§ **Task description**:
Please give the number of lines in the records below where the word "officer" occurs, and nothing else.

§ **Study material**:
*** Begin section ***

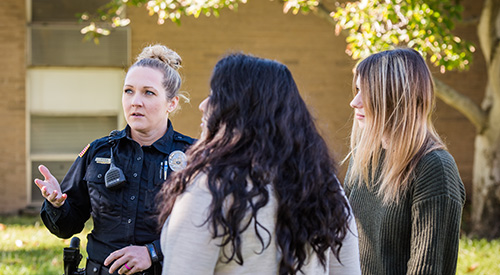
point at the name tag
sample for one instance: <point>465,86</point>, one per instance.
<point>103,160</point>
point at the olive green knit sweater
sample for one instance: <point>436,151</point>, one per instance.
<point>420,234</point>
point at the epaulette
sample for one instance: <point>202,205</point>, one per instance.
<point>115,135</point>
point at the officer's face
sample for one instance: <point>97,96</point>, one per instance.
<point>145,102</point>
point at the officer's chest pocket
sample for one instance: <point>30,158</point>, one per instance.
<point>154,188</point>
<point>106,204</point>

*** End section ***

§ **Result of this task**:
2